# [What needs to be done]
Extract all the rows below line for line, without changing anything. Leave the pictures out.

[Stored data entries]
■ ■ ■ ■
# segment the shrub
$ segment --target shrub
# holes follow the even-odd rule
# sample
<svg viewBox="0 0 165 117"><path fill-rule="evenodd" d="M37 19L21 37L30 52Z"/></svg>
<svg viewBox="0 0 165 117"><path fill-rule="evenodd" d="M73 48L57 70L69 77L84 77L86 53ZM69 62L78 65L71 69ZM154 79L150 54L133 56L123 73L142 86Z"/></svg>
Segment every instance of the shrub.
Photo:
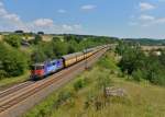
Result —
<svg viewBox="0 0 165 117"><path fill-rule="evenodd" d="M78 81L76 81L74 83L74 89L75 91L79 91L80 89L82 89L85 86L85 81L84 79L79 79Z"/></svg>
<svg viewBox="0 0 165 117"><path fill-rule="evenodd" d="M133 71L132 77L135 81L141 81L141 79L145 78L143 71L140 69L138 69L136 71Z"/></svg>
<svg viewBox="0 0 165 117"><path fill-rule="evenodd" d="M0 75L18 77L28 68L28 59L20 50L4 44L0 44Z"/></svg>

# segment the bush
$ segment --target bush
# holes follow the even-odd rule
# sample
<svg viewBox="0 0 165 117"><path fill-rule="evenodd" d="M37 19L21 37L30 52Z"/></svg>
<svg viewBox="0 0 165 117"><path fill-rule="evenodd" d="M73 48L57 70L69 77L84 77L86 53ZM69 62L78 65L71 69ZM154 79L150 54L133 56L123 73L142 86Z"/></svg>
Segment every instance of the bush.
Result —
<svg viewBox="0 0 165 117"><path fill-rule="evenodd" d="M28 68L24 54L4 44L0 44L0 61L1 77L18 77Z"/></svg>
<svg viewBox="0 0 165 117"><path fill-rule="evenodd" d="M136 71L133 71L132 77L135 81L139 81L139 82L141 81L141 79L145 78L143 71L140 69L138 69Z"/></svg>

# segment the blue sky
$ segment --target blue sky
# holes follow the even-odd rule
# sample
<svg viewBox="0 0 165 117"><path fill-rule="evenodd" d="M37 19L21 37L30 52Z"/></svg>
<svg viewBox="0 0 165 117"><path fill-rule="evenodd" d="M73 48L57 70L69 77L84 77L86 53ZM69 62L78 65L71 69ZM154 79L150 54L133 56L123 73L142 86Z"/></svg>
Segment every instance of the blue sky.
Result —
<svg viewBox="0 0 165 117"><path fill-rule="evenodd" d="M0 31L165 38L165 0L0 0Z"/></svg>

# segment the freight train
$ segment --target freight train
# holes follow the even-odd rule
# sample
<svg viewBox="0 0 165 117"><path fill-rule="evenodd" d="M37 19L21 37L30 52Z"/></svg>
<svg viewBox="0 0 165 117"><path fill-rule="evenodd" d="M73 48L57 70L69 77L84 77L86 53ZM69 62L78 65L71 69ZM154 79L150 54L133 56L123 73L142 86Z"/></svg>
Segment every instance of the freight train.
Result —
<svg viewBox="0 0 165 117"><path fill-rule="evenodd" d="M75 52L63 56L61 59L54 59L42 63L34 63L31 66L31 78L40 80L53 74L64 68L70 67L81 60L89 58L96 52L107 48L109 45L97 46L95 48L85 49L81 52Z"/></svg>

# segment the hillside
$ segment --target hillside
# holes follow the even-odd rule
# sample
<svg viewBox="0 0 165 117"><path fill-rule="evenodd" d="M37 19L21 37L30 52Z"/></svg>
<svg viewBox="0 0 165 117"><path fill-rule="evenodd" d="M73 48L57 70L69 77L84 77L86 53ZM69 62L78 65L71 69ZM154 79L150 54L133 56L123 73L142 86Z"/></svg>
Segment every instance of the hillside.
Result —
■ ■ ■ ■
# [Response to the exercise]
# segment the shrub
$ segment --target shrub
# holes follow the even-odd rule
# sample
<svg viewBox="0 0 165 117"><path fill-rule="evenodd" d="M37 19L21 37L30 52Z"/></svg>
<svg viewBox="0 0 165 117"><path fill-rule="evenodd" d="M73 48L57 70L69 77L84 77L86 53ZM69 62L78 65L71 69ZM154 79L150 54L133 56L123 73L142 86Z"/></svg>
Segment every instance of the shrub.
Photo:
Result —
<svg viewBox="0 0 165 117"><path fill-rule="evenodd" d="M78 81L76 81L74 83L74 89L75 91L79 91L80 89L82 89L85 86L85 81L84 79L79 79Z"/></svg>
<svg viewBox="0 0 165 117"><path fill-rule="evenodd" d="M133 71L132 77L135 81L141 81L141 79L145 78L143 71L140 69L138 69L136 71Z"/></svg>
<svg viewBox="0 0 165 117"><path fill-rule="evenodd" d="M0 75L18 77L28 68L28 59L20 50L4 44L0 44Z"/></svg>

# segment the bush
$ segment --target bush
# holes follow the even-odd rule
# sample
<svg viewBox="0 0 165 117"><path fill-rule="evenodd" d="M37 19L21 37L30 52Z"/></svg>
<svg viewBox="0 0 165 117"><path fill-rule="evenodd" d="M73 48L57 70L69 77L84 77L86 53ZM69 62L78 65L71 69ZM154 79L150 54L133 56L123 73L142 86Z"/></svg>
Segment every instance of the bush.
Result —
<svg viewBox="0 0 165 117"><path fill-rule="evenodd" d="M28 68L24 54L4 44L0 44L0 61L1 77L18 77Z"/></svg>
<svg viewBox="0 0 165 117"><path fill-rule="evenodd" d="M136 71L133 71L132 77L135 81L139 81L139 82L141 81L141 79L145 78L143 71L140 69L138 69Z"/></svg>

# segment the blue sky
$ segment --target blue sky
# holes follow the even-odd rule
# sample
<svg viewBox="0 0 165 117"><path fill-rule="evenodd" d="M37 19L21 37L30 52Z"/></svg>
<svg viewBox="0 0 165 117"><path fill-rule="evenodd" d="M73 48L57 70L69 77L84 77L86 53ZM69 62L78 65L71 69ZM154 79L150 54L133 56L123 73L142 86Z"/></svg>
Segment every instance of the blue sky.
Result —
<svg viewBox="0 0 165 117"><path fill-rule="evenodd" d="M0 31L165 38L165 0L0 0Z"/></svg>

# segment the freight train
$ segment --target freight train
# holes follow the even-odd rule
# sample
<svg viewBox="0 0 165 117"><path fill-rule="evenodd" d="M37 19L21 37L30 52Z"/></svg>
<svg viewBox="0 0 165 117"><path fill-rule="evenodd" d="M73 48L57 70L69 77L84 77L86 53ZM69 62L78 65L71 69ZM154 79L150 54L133 56L123 73L142 86Z"/></svg>
Segment every instance of the freight train.
Result —
<svg viewBox="0 0 165 117"><path fill-rule="evenodd" d="M75 52L63 56L61 59L54 59L42 63L34 63L31 66L31 78L40 80L53 74L64 68L70 67L81 60L89 58L96 52L107 48L109 45L97 46L95 48L85 49L81 52Z"/></svg>

# segment the hillside
$ segment --target hillside
# holes follow the even-odd rule
# sample
<svg viewBox="0 0 165 117"><path fill-rule="evenodd" d="M37 19L21 37L30 52Z"/></svg>
<svg viewBox="0 0 165 117"><path fill-rule="evenodd" d="M73 48L57 70L69 77L84 77L86 53ZM69 62L78 65L71 69ZM154 79L150 54L133 56L123 73L142 86Z"/></svg>
Segment every instance of the hillside.
Result —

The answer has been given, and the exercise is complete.